Goal: Please copy out the lines from the line with "Please trace the outline of every instance of the tall" up to and including the line with "POLYGON ((104 107, 104", reproducing them word for word.

— start Raw data —

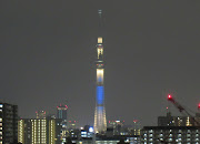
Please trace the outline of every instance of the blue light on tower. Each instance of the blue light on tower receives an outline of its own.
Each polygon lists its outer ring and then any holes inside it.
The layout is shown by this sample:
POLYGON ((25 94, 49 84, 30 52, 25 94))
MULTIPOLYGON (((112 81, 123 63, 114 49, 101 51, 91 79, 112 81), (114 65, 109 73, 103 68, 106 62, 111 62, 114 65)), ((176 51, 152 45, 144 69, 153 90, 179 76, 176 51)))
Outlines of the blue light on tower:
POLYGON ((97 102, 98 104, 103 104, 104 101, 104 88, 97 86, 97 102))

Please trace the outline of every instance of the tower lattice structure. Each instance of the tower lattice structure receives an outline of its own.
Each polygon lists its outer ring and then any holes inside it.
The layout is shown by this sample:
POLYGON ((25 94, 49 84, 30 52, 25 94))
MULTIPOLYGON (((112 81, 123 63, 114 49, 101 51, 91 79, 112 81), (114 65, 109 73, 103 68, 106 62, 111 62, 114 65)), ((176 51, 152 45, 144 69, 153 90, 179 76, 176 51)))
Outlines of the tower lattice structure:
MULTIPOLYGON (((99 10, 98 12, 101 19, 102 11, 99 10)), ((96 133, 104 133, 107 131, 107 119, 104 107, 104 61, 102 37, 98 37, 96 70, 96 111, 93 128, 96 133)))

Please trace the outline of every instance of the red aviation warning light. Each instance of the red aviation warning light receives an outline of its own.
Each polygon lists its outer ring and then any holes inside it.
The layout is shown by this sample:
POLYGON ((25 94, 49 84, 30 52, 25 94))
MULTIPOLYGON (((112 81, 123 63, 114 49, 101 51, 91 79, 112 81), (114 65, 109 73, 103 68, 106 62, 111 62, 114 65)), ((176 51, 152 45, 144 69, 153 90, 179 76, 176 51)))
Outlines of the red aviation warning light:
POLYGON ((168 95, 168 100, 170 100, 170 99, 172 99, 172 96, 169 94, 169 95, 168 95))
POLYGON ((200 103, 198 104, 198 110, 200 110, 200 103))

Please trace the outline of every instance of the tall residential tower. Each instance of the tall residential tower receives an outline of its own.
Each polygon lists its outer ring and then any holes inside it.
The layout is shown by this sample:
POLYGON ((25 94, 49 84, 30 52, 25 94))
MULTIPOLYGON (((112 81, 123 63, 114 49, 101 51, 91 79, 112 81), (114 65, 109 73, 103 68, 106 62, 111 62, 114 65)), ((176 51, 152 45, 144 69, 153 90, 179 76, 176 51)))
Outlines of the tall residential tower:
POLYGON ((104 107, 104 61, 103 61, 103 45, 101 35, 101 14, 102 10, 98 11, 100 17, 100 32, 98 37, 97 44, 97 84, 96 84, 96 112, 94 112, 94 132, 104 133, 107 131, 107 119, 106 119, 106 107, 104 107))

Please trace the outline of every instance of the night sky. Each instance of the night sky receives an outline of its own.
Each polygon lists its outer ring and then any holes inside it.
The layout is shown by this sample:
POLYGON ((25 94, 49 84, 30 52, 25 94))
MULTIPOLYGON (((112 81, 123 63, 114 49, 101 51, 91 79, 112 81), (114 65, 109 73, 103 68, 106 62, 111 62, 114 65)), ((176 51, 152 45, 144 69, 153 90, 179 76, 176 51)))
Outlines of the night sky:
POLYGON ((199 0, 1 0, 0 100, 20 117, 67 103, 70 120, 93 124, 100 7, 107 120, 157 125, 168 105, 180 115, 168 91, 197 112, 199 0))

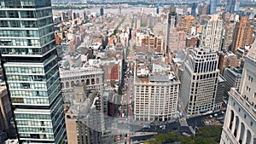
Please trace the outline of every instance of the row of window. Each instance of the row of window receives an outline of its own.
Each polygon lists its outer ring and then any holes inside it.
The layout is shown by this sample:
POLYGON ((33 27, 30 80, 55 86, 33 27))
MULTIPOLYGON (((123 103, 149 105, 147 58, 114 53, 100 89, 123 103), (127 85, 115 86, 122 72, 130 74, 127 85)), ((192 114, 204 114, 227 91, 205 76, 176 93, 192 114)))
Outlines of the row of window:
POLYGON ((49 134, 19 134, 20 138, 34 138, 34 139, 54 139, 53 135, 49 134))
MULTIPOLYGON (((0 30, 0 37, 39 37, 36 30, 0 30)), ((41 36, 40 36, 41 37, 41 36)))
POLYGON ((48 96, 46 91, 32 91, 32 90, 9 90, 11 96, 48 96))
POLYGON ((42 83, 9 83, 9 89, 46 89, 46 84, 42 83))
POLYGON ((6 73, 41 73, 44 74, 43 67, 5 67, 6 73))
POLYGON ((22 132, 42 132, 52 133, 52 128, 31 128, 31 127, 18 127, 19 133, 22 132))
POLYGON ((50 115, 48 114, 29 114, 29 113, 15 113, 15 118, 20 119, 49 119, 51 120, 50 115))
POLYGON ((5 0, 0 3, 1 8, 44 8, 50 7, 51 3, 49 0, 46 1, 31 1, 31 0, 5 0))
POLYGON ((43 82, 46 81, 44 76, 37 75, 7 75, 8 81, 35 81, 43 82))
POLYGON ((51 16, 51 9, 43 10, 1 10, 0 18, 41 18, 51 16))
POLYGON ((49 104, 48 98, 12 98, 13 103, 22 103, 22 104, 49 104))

— end Raw data —

Solution to the exercise:
Please trace the outline of every instance of the tall residential tower. Each instance of the tall residential tower receives an outline of its own.
Each polygon lists its outer ring and then any holes inside it.
The layout is shown by this sample:
POLYGON ((25 94, 49 84, 30 52, 25 94))
MULTIPOLYGON (((112 81, 123 63, 114 49, 101 51, 91 79, 112 81), (114 65, 109 73, 103 68, 106 62, 111 62, 114 65)), ((176 51, 152 45, 144 69, 153 90, 179 76, 176 51)))
Outlines of the tall residential tower:
POLYGON ((104 107, 104 61, 103 61, 103 45, 101 35, 101 14, 102 10, 98 11, 100 17, 100 32, 98 37, 97 44, 97 84, 96 84, 96 112, 94 112, 94 132, 104 133, 107 131, 107 119, 106 119, 106 107, 104 107))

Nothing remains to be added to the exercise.